● **WHAT YOU NEED TO DO**:
Transcribe everything in the listing as written, and let no image into the copy.

● **DATA EXTRACT**:
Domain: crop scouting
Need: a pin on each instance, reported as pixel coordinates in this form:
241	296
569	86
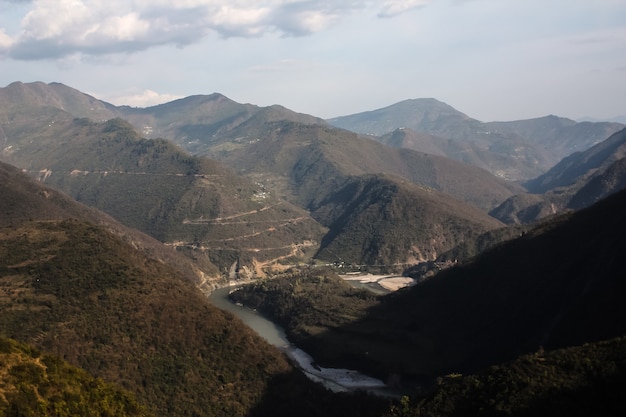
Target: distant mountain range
85	293
287	195
576	182
242	225
222	190
517	150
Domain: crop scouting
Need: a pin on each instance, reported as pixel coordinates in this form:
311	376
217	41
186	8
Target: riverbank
389	283
334	379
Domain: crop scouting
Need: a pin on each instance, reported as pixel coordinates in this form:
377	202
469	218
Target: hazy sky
491	59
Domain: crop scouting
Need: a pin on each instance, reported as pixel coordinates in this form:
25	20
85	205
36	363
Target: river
337	380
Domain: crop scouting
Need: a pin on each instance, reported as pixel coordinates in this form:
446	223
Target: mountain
193	204
557	285
517	150
576	182
18	99
43	385
244	226
380	220
577	381
305	162
208	124
581	165
25	200
78	291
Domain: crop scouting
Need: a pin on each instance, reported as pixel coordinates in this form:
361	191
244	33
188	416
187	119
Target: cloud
57	28
5	42
393	8
134	98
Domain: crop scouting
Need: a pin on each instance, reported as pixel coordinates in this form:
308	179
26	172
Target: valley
467	265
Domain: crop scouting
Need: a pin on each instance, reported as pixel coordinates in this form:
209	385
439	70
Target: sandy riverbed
389	282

● **WRITTEN REPLY**:
Domain: crop scouting
Need: a pin on each instance, reported as pixel coordinates in this form:
241	296
569	86
Target: distant mountain range
85	293
287	195
576	182
242	225
222	190
517	150
Domain: crop scouting
Need: a pin on each instance, reported as pixel coordinates in this form:
311	376
217	41
186	8
Target: riverbank
389	283
334	379
Domain: crop scouting
Need: a pin on each instance, reported as pixel coordinates in this form:
377	202
469	218
Target: hazy sky
491	59
Domain: crop scouting
Need: a pin on each instance, reported as pixel coordinates in this form:
25	20
85	205
36	363
Target: river
337	380
Domain: crop scouting
Need: a pin on each instance, reported as pixel coordinates in this form:
446	223
Target: mountain
193	204
557	285
517	150
576	182
18	99
43	385
244	226
380	220
577	381
305	162
208	124
581	165
25	200
78	291
Domain: crop scouting
Need: a pin on each instance, reported as pixel coordinates in this form:
361	191
244	33
188	416
187	119
Target: cloud
57	28
5	42
393	8
134	98
Domain: crop scouting
Need: a pin on each instance, reported as pixel coordinates in this form:
308	179
26	172
Target: valley
467	265
Domain: crop scouting
Need: a pin on each instance, reported as pixel coordinates in this form:
209	385
439	70
Target: sandy riverbed
389	282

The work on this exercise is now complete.